Task details:
Transcribe every line of the records verbatim.

Dataset content:
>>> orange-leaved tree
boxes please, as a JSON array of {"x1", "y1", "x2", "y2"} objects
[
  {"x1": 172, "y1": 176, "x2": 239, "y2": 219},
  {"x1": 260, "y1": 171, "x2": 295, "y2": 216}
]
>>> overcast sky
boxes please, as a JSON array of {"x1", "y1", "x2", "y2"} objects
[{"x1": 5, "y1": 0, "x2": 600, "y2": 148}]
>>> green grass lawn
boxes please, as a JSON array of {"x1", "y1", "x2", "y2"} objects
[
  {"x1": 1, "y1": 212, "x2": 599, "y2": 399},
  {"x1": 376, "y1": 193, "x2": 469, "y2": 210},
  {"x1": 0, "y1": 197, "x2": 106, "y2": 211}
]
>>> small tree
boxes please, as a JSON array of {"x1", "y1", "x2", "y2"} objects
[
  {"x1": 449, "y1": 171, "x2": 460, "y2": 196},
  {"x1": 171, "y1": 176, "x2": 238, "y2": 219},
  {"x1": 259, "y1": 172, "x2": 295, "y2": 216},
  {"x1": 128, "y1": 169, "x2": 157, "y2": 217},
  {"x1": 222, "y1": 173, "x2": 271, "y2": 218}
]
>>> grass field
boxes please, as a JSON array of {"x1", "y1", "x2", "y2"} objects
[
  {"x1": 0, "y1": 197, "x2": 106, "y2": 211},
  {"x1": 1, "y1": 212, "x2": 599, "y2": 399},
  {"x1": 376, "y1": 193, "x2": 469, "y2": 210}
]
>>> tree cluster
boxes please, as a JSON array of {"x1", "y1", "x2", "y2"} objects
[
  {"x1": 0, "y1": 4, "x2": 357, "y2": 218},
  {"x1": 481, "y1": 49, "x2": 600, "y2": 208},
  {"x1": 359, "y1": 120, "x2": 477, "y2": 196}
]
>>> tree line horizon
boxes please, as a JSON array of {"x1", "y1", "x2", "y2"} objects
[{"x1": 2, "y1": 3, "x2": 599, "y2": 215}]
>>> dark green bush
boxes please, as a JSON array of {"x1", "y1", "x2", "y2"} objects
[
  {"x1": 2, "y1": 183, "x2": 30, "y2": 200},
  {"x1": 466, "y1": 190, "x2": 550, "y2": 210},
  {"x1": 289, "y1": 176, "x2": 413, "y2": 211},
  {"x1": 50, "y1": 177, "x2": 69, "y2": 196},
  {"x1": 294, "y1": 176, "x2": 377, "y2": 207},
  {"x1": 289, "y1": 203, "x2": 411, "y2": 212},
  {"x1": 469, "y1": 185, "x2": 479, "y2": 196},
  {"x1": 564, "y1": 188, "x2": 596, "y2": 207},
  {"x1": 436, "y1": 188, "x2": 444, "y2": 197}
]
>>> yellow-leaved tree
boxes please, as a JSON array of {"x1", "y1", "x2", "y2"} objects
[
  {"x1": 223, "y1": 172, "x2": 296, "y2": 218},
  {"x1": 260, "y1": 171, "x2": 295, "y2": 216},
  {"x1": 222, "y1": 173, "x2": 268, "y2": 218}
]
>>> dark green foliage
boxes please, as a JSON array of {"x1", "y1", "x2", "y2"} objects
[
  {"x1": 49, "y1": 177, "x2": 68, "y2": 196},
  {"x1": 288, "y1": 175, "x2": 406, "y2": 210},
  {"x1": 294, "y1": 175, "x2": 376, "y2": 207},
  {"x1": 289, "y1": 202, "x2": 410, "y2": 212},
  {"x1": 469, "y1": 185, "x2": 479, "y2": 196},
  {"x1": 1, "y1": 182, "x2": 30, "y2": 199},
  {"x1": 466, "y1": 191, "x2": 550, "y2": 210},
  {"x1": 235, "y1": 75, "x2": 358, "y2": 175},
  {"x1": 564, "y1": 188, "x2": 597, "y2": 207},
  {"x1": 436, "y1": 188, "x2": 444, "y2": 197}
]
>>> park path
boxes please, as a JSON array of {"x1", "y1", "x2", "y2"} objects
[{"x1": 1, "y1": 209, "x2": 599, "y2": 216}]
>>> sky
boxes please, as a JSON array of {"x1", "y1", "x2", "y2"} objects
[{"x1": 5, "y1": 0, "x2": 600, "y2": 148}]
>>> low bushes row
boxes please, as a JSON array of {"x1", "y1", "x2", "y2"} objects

Task result:
>>> orange-leaved tree
boxes please, as a JSON array of {"x1", "y1", "x2", "y2"} objects
[
  {"x1": 172, "y1": 176, "x2": 239, "y2": 219},
  {"x1": 260, "y1": 171, "x2": 295, "y2": 216}
]
>>> overcast sky
boxes please, as a JSON array of {"x1", "y1", "x2", "y2"} objects
[{"x1": 5, "y1": 0, "x2": 600, "y2": 148}]
>>> green grass lawn
boxes please, as a JSON array of {"x1", "y1", "x2", "y2"} objects
[
  {"x1": 1, "y1": 212, "x2": 599, "y2": 399},
  {"x1": 376, "y1": 193, "x2": 469, "y2": 210},
  {"x1": 0, "y1": 197, "x2": 106, "y2": 211}
]
>>> small tree
boxes please, as a JSON array of {"x1", "y1", "x2", "y2"} objects
[
  {"x1": 449, "y1": 171, "x2": 460, "y2": 196},
  {"x1": 171, "y1": 176, "x2": 238, "y2": 219},
  {"x1": 259, "y1": 172, "x2": 295, "y2": 216},
  {"x1": 128, "y1": 169, "x2": 157, "y2": 217},
  {"x1": 222, "y1": 173, "x2": 271, "y2": 218}
]
>>> grass field
boxes please, as a JSON array of {"x1", "y1", "x2", "y2"} objects
[
  {"x1": 0, "y1": 197, "x2": 106, "y2": 211},
  {"x1": 1, "y1": 212, "x2": 599, "y2": 399},
  {"x1": 376, "y1": 193, "x2": 469, "y2": 210}
]
>>> tree cluster
boxes please, as a JSON array of {"x1", "y1", "x2", "y2"} objects
[
  {"x1": 0, "y1": 4, "x2": 357, "y2": 218},
  {"x1": 481, "y1": 49, "x2": 600, "y2": 208},
  {"x1": 359, "y1": 120, "x2": 477, "y2": 196}
]
>>> tree line horizon
boxes please, as a JSON array of {"x1", "y1", "x2", "y2"} objects
[{"x1": 2, "y1": 3, "x2": 599, "y2": 215}]
>>> dark green bush
boxes please, as a JSON array of {"x1", "y1", "x2", "y2"} objects
[
  {"x1": 2, "y1": 183, "x2": 30, "y2": 200},
  {"x1": 466, "y1": 190, "x2": 550, "y2": 210},
  {"x1": 289, "y1": 176, "x2": 413, "y2": 211},
  {"x1": 50, "y1": 177, "x2": 69, "y2": 196},
  {"x1": 294, "y1": 176, "x2": 377, "y2": 207},
  {"x1": 289, "y1": 203, "x2": 411, "y2": 212},
  {"x1": 469, "y1": 185, "x2": 479, "y2": 196},
  {"x1": 564, "y1": 188, "x2": 596, "y2": 207},
  {"x1": 436, "y1": 188, "x2": 444, "y2": 197}
]
>>> yellow-leaved tree
boxes please, as a JSON array of {"x1", "y1", "x2", "y2"} objects
[
  {"x1": 223, "y1": 172, "x2": 296, "y2": 218},
  {"x1": 260, "y1": 171, "x2": 295, "y2": 216},
  {"x1": 222, "y1": 173, "x2": 268, "y2": 218}
]
>>> dark green foliage
boxes please, as a JSON array of {"x1", "y1", "x2", "y2"} objects
[
  {"x1": 49, "y1": 177, "x2": 68, "y2": 196},
  {"x1": 288, "y1": 175, "x2": 406, "y2": 210},
  {"x1": 294, "y1": 175, "x2": 376, "y2": 207},
  {"x1": 289, "y1": 202, "x2": 410, "y2": 212},
  {"x1": 469, "y1": 185, "x2": 479, "y2": 196},
  {"x1": 1, "y1": 182, "x2": 30, "y2": 199},
  {"x1": 466, "y1": 191, "x2": 550, "y2": 210},
  {"x1": 235, "y1": 75, "x2": 358, "y2": 175},
  {"x1": 564, "y1": 188, "x2": 597, "y2": 207},
  {"x1": 436, "y1": 188, "x2": 444, "y2": 197}
]
>>> park path
boxes please, as a JSON array of {"x1", "y1", "x2", "y2"} objects
[{"x1": 1, "y1": 209, "x2": 599, "y2": 216}]
>>> sky
boxes please, as a JSON array of {"x1", "y1", "x2", "y2"} objects
[{"x1": 5, "y1": 0, "x2": 600, "y2": 148}]
>>> low bushes row
boxes please, as a JSON array of {"x1", "y1", "x2", "y2"} objects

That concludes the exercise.